Coordinate annotation entries
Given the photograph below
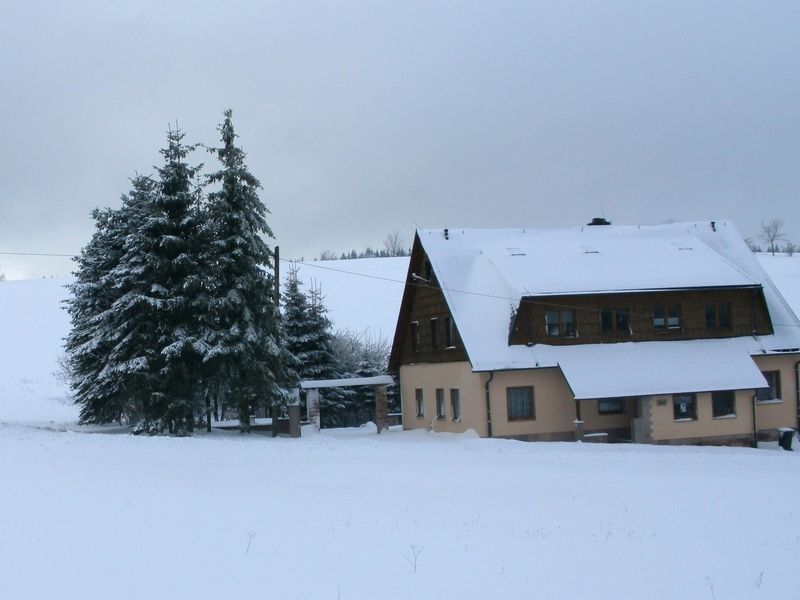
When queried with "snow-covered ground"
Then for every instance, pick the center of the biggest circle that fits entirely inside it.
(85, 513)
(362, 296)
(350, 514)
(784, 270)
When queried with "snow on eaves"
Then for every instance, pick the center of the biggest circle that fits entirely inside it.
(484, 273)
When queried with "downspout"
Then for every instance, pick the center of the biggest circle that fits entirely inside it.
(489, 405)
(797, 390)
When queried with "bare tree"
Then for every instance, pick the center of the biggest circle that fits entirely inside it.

■ What is needed ■
Every record above must be given again exactly; drop the pictures.

■ Task answer ■
Given the photograph below
When queried with "snow-covered ground"
Then for every instance, pick the center of the biggest circle that fits entirely inside it.
(85, 513)
(362, 296)
(350, 514)
(784, 270)
When queried with "snow on eaves"
Then for every instance, pick the center of the biggest circle that fits entirely inside it.
(484, 273)
When queried with "downspout"
Then for every instance, pick the center of the biggest circle that fits entirely inside it.
(489, 405)
(797, 390)
When queried with "bare tree"
Then for every instance, pick the center of the biggest circle that fits entirely inside it.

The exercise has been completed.